(Rows from a dataset)
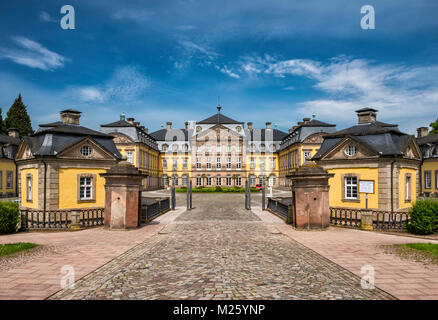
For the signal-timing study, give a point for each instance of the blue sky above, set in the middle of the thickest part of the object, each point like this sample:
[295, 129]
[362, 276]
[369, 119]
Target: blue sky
[275, 61]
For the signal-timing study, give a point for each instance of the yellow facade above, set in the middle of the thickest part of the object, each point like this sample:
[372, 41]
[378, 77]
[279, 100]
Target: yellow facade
[407, 195]
[68, 188]
[33, 173]
[337, 190]
[7, 165]
[430, 165]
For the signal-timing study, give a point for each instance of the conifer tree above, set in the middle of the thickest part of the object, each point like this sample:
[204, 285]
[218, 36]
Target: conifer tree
[18, 118]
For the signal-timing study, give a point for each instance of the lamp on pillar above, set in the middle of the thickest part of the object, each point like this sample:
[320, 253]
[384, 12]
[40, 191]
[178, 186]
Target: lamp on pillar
[122, 196]
[310, 190]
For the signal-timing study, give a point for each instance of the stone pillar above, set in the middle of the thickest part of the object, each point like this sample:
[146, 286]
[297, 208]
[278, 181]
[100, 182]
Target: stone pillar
[122, 196]
[311, 197]
[366, 220]
[75, 216]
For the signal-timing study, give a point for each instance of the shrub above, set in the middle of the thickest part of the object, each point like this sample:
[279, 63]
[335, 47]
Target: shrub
[423, 217]
[9, 217]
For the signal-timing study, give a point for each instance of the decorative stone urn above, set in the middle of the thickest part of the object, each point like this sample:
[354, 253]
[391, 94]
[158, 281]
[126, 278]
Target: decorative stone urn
[310, 192]
[122, 196]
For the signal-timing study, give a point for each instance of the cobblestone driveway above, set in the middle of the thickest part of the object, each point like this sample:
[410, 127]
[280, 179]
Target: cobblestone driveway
[220, 251]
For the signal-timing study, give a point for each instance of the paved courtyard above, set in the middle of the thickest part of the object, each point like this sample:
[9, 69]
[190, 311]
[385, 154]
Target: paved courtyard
[220, 251]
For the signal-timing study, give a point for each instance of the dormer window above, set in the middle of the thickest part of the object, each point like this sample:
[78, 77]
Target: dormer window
[350, 151]
[86, 151]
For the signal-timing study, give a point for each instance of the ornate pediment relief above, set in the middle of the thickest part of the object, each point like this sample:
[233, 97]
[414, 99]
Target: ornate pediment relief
[120, 138]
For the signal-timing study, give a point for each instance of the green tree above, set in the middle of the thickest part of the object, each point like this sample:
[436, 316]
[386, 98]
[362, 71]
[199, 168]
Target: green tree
[434, 126]
[18, 118]
[2, 123]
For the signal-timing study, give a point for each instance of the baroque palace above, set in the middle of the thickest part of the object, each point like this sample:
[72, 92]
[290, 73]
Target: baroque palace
[373, 164]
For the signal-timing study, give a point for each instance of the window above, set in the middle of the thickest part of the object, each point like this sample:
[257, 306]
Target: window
[262, 163]
[9, 179]
[350, 187]
[350, 151]
[129, 157]
[29, 187]
[427, 180]
[252, 163]
[408, 187]
[218, 163]
[307, 155]
[228, 163]
[85, 151]
[85, 188]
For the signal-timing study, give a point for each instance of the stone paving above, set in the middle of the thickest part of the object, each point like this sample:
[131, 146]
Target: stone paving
[220, 251]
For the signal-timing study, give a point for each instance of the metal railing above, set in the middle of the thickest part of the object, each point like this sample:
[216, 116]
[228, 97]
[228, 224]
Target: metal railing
[153, 207]
[282, 209]
[32, 219]
[382, 220]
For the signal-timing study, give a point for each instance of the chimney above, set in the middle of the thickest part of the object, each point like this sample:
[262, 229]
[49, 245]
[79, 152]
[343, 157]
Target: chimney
[366, 115]
[13, 132]
[70, 116]
[421, 132]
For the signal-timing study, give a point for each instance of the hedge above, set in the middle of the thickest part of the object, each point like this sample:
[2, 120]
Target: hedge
[423, 217]
[9, 217]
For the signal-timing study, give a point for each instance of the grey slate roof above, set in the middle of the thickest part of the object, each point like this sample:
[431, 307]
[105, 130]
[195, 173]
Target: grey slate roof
[385, 139]
[172, 134]
[219, 119]
[51, 139]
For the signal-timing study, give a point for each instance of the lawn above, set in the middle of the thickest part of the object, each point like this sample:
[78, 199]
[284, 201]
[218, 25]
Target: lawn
[10, 248]
[426, 253]
[431, 248]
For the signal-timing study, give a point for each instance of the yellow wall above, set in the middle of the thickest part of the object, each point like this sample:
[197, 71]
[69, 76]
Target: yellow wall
[68, 188]
[336, 190]
[5, 166]
[431, 166]
[402, 187]
[23, 201]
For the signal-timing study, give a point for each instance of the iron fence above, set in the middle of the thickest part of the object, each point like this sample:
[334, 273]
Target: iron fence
[382, 220]
[32, 219]
[153, 207]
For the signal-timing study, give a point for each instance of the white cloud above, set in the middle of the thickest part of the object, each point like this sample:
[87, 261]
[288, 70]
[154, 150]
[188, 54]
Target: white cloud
[46, 17]
[33, 55]
[126, 84]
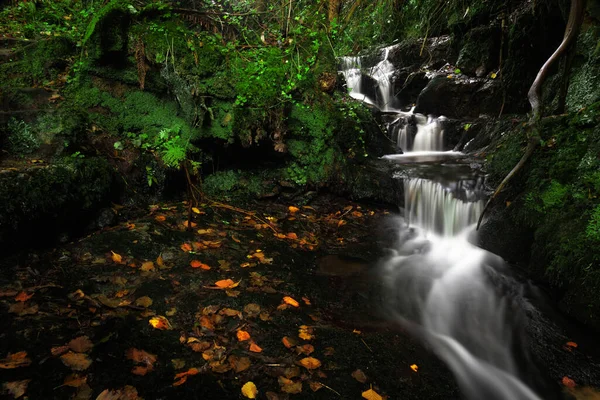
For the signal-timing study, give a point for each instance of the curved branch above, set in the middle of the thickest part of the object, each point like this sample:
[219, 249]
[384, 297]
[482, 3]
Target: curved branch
[535, 93]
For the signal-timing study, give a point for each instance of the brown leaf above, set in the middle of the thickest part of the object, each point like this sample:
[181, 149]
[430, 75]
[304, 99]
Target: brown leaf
[16, 388]
[310, 363]
[360, 376]
[127, 393]
[239, 364]
[76, 361]
[81, 344]
[74, 380]
[116, 257]
[255, 348]
[243, 335]
[289, 386]
[15, 360]
[249, 390]
[291, 301]
[144, 301]
[160, 322]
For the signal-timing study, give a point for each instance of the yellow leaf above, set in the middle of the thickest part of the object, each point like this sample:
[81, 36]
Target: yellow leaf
[147, 266]
[116, 257]
[249, 390]
[291, 301]
[160, 322]
[255, 348]
[310, 363]
[371, 395]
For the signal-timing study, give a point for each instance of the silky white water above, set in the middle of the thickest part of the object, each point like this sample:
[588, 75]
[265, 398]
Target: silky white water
[441, 286]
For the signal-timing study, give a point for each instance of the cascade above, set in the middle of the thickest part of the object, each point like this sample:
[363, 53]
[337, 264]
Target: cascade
[438, 285]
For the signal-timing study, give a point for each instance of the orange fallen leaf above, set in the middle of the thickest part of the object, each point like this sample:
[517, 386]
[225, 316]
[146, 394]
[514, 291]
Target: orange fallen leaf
[17, 388]
[186, 247]
[76, 361]
[15, 360]
[371, 395]
[291, 301]
[568, 382]
[81, 344]
[288, 342]
[160, 322]
[249, 390]
[116, 257]
[199, 264]
[147, 266]
[310, 363]
[255, 348]
[23, 296]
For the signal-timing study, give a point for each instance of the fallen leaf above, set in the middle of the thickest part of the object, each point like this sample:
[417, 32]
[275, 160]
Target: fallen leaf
[199, 264]
[23, 296]
[147, 266]
[116, 257]
[305, 349]
[359, 375]
[291, 301]
[249, 390]
[255, 348]
[371, 395]
[186, 247]
[81, 344]
[289, 386]
[288, 342]
[310, 363]
[239, 364]
[16, 388]
[74, 380]
[127, 393]
[143, 301]
[15, 360]
[76, 361]
[568, 382]
[160, 322]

## EXERCISE DETAILS
Retype the whole listing, keeping every line identical and omitting all pictures.

## SOLUTION FOR THIS PROBLEM
For the signal-timing study, give a point for each instance of the blue sky above, set in the middle of the thickest part of the object, each point like this sample:
[295, 129]
[362, 276]
[369, 119]
Target: blue sky
[275, 61]
For the signal-timing study, give a point for each instance of the yellow facade above, set in the middle of the thickest part of the object, each point like this sample:
[372, 41]
[378, 77]
[279, 100]
Target: yellow facade
[407, 195]
[68, 188]
[33, 173]
[337, 190]
[7, 165]
[430, 165]
For the signal-timing study, give a point for each instance of the conifer tree above, set in the middle of the thickest part of the object, each point like this sample:
[204, 285]
[218, 36]
Target: conifer tree
[18, 118]
For the signal-timing study, give a point for each instance of the lamp on pillar above, set in the middle of the thickest part of the object, each point like this sample:
[320, 253]
[384, 12]
[40, 191]
[178, 186]
Target: lamp on pillar
[122, 196]
[310, 190]
For the signal-timing study, give a point for each instance of the stone pillar above, set in the middle of the thickest part of the object, each point like this sample:
[146, 286]
[297, 208]
[278, 181]
[100, 182]
Target: stone pillar
[122, 196]
[311, 197]
[366, 220]
[75, 216]
For the signal-timing study, give a point for each instance of the shrub above, set in the middle of the thickest part of the object, each point like this sample:
[279, 63]
[335, 47]
Target: shrub
[423, 217]
[9, 217]
For the signal-timing study, give a point for each instance of the decorative stone urn above, set in the middle of the thickest part of the object, each point like this sample:
[354, 253]
[391, 94]
[158, 281]
[126, 278]
Target: decorative stone urn
[310, 192]
[122, 196]
For the signal-timing study, give a point for each instance of the cobblestone driveway above, set in the middle of the thickest part of the object, each point like this sample:
[410, 127]
[280, 179]
Target: cobblestone driveway
[220, 251]
For the signal-timing study, give a point for each instance of the paved courtyard above, set in the middle of the thickest part of the object, each point like this sample:
[9, 69]
[190, 311]
[385, 154]
Target: paved courtyard
[220, 251]
For the signal-timing study, give a point for each instance of the dormer window above, set in the middle of the thickest part of the object, each point like this sample:
[78, 77]
Target: dormer window
[350, 151]
[86, 151]
For the signal-timing study, give a point for each instance of the ornate pediment relief above, set in the middle of the thickest part of the object, each point like this sample:
[233, 97]
[414, 99]
Target: ornate pediment relief
[120, 138]
For the signal-timing study, give a point for each instance of the green tree above, set in the middle of the thickest part of the object, each point like this sample:
[436, 316]
[386, 98]
[362, 71]
[199, 168]
Target: green tree
[434, 126]
[18, 118]
[2, 123]
For the signal-timing study, give a point for each instance of the baroque palace above, set in the middle of the thickest part of the object, each point like this sample:
[72, 92]
[290, 73]
Target: baroque palace
[373, 164]
For the signal-timing study, give a point for each instance of the window above, set in the middle of the thickest part of the object, each point like this sample:
[257, 306]
Target: window
[262, 163]
[9, 179]
[350, 187]
[350, 151]
[129, 157]
[29, 187]
[427, 180]
[252, 163]
[408, 187]
[218, 163]
[307, 155]
[228, 163]
[85, 151]
[85, 188]
For the signal-timing study, give a point for each instance of the stone paving above, set in the middle of the thickest part of the object, each point like this sample:
[131, 146]
Target: stone paving
[220, 251]
For the signal-timing study, give a point for each instance of the metal railing above, set in the middle of the thickest part of the object, each point like this sample:
[216, 116]
[228, 97]
[228, 224]
Target: metal railing
[153, 207]
[282, 209]
[32, 219]
[382, 220]
For the signal-timing study, give a point for each instance of the chimney above, set in the middle of the thickest part of the object, each point like this sample:
[262, 229]
[49, 245]
[79, 152]
[343, 157]
Target: chimney
[366, 115]
[13, 132]
[70, 116]
[421, 132]
For the signal-timing study, give a point for each instance of the hedge above, set in the middle of the thickest part of the object, each point like this sample:
[2, 120]
Target: hedge
[423, 217]
[9, 217]
For the signal-timing study, give a point for each instance of the grey slate roof above, set in the middle of the thickest part of the object, each point like this sample:
[431, 307]
[105, 130]
[195, 173]
Target: grey slate roof
[385, 139]
[172, 134]
[219, 119]
[51, 139]
For the signal-timing study, give a point for each instance of the lawn above, set in the middle of the thickest part of the object, each point like this sample:
[78, 199]
[284, 201]
[218, 25]
Target: lawn
[10, 248]
[426, 253]
[431, 248]
For the signal-timing study, give a point for each instance of the yellow wall above, set in the middle of the thickest part of the object, each point like this sample:
[197, 71]
[69, 76]
Target: yellow wall
[68, 188]
[336, 190]
[5, 166]
[431, 166]
[402, 187]
[23, 201]
For the signal-timing study, give a point for each instance of the iron fence above, set in the middle of the thickest part of the object, each point like this sample:
[334, 273]
Target: iron fence
[382, 220]
[32, 219]
[153, 207]
For the signal-timing study, give a point for each instance of the white cloud above, set in the middle of the thickest part of the object, each point like this sample:
[87, 261]
[288, 70]
[154, 150]
[188, 54]
Target: white cloud
[46, 17]
[33, 55]
[126, 84]
For the signal-timing study, give a point for each instance of the curved branch above, set in the middle of the thickest part of the object, each point like this sample:
[219, 249]
[384, 297]
[482, 3]
Target: curved branch
[535, 93]
For the signal-timing study, give a point for each instance of the brown leaf above, set in the middle of the thickest part of the object, each point like this sample:
[181, 149]
[430, 75]
[304, 99]
Target: brown leaf
[16, 388]
[310, 363]
[360, 376]
[127, 393]
[239, 364]
[76, 361]
[81, 344]
[74, 380]
[116, 257]
[255, 348]
[243, 335]
[289, 386]
[15, 360]
[249, 390]
[291, 301]
[144, 301]
[160, 322]
For the signal-timing study, give a point for each instance of the yellow leaf above, set in the middle of the thickest part of the object, each point like this sample:
[81, 36]
Target: yellow leaf
[147, 266]
[116, 257]
[249, 390]
[291, 301]
[160, 322]
[255, 348]
[310, 363]
[371, 395]
For the signal-timing study, give a point for each instance of the silky white water above, set in the middle of the thickest part of the object, each point like this sample:
[588, 75]
[265, 398]
Target: silky white water
[441, 286]
For the signal-timing study, give a point for each instance of the cascade above, set in the middle of the thickest part of the object, each point like this sample:
[363, 53]
[337, 264]
Target: cascade
[438, 285]
For the signal-timing study, give a point for each instance of the orange fallen leaf above, set in the middle of the thickest part of the object, each point like this sample:
[517, 386]
[225, 316]
[146, 394]
[514, 291]
Target: orange fallen leaf
[17, 388]
[186, 247]
[76, 361]
[15, 360]
[371, 395]
[291, 301]
[568, 382]
[81, 344]
[288, 342]
[160, 322]
[249, 390]
[116, 257]
[199, 264]
[147, 266]
[310, 363]
[255, 348]
[23, 296]
For the signal-timing study, give a point for each instance of the fallen leaf above, set in the middle of the thickest part of the object, each point like this sample:
[417, 32]
[275, 160]
Target: fallen leaf
[199, 264]
[23, 296]
[147, 266]
[116, 257]
[305, 349]
[359, 375]
[291, 301]
[249, 390]
[255, 348]
[371, 395]
[186, 247]
[81, 344]
[289, 386]
[288, 342]
[310, 363]
[239, 364]
[16, 388]
[74, 380]
[127, 393]
[143, 301]
[15, 360]
[76, 361]
[568, 382]
[160, 322]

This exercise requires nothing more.